Exercise prompt:
Copy the passage below on Chile and Israel word for word, from "But that scarcely" to "proposal comes in.".

Exercise text section start

Chile, Israel, and Easter Island: a Modest Proposal
Chile, a long, thin, picturesque wine-producing country on the Pacific, is no stranger to bad government. In the 1960s, Salvador Allende’s extreme left-wing policies brought the country to economic ruin. Chile’s military, with the support of the American copper company that had the most to lose from Allende’s mess, overthrew the elected president in a sanguinary coup assisted by the US. The new military rulers tortured and murdered thousands, including the poet Pablo Neruda and the singer-songwriter Victor Jara. They turned the national stadium in the capital, Santiago, into a concentration camp. Pinochet’s grisly fascist regime passed away; but the Chilean left seems to have inherited, not the socialist policies of enlightened civilization (guaranteed medical care, housing, education) but the “socialism of fools”— anti-Semitism. The behavior of recent Chilean heads of state, and most egregiously, the sitting president, towards the Chilean Jewish community and Israel— and just now, its studied offense to the newly-appointed envoy of Israel should be a wake-up call for the country’s Jews to sell off, pack up, and get out. Chilean diplomatic staff and their families and pets at present in Israel should be escorted, politely but firmly, onto the next flight out of Ben Gurion airport.
But that scarcely seems enough. Chile, after all, has amply demonstrated its hatred and contempt for the Jewish people and Israel. Severing relations is natural and proper, but since that is what Chile would want in any case, it does not go far enough. This enemy needs to be punished. And that is where my modest proposal comes in.

Exercise text section end
Dataset content section start

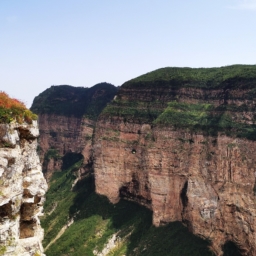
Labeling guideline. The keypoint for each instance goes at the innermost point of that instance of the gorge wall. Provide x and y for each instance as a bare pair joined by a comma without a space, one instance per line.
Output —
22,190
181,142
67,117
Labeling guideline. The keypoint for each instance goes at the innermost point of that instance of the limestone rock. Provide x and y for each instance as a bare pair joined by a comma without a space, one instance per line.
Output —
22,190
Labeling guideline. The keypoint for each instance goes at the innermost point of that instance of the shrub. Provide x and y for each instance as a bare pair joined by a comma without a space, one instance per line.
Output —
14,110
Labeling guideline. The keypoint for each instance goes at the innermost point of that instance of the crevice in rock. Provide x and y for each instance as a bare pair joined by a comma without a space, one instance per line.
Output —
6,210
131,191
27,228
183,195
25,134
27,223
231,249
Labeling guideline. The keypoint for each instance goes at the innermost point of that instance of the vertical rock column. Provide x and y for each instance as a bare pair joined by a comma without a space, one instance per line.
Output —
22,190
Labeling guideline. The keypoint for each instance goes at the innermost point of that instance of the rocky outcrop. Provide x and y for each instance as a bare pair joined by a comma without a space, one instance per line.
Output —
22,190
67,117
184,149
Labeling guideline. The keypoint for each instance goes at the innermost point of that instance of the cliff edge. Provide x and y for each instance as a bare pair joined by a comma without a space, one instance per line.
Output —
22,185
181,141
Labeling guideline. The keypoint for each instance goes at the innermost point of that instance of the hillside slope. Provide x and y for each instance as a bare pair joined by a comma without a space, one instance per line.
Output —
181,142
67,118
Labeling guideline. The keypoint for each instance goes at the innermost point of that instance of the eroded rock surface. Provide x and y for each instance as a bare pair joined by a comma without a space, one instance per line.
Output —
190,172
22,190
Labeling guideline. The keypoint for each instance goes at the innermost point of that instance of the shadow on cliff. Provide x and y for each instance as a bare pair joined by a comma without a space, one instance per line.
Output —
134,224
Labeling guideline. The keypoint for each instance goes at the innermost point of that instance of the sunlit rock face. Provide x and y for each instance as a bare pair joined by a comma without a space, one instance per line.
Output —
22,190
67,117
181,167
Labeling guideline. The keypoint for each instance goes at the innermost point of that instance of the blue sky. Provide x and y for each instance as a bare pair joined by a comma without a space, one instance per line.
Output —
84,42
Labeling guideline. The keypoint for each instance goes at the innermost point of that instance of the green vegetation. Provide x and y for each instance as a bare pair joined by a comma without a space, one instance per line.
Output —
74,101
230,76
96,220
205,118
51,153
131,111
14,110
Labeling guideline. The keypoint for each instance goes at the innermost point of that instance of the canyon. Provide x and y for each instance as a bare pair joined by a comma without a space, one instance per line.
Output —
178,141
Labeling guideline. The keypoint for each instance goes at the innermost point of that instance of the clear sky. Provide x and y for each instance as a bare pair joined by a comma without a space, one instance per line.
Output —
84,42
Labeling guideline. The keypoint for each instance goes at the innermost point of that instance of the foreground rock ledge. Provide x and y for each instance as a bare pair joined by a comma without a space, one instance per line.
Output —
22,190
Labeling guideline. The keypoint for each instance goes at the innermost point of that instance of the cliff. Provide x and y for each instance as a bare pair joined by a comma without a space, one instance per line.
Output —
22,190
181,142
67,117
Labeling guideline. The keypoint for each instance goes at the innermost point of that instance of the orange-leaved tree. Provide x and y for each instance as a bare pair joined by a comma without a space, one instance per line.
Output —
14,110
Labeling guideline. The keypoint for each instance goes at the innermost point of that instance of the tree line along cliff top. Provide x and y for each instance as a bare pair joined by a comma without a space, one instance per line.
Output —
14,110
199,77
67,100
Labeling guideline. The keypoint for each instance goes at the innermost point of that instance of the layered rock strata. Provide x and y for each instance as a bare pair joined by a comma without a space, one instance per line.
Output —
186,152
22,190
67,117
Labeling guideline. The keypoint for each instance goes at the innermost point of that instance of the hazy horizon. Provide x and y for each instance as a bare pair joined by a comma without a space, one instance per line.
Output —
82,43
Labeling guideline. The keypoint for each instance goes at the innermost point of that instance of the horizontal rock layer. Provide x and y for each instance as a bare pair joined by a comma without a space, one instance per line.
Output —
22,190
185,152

Dataset content section end

Response to the exercise:
But that scarcely seems enough. Chile, after all, has amply demonstrated its hatred and contempt for the Jewish people and Israel. Severing relations is natural and proper, but since that is what Chile would want in any case, it does not go far enough. This enemy needs to be punished. And that is where my modest proposal comes in.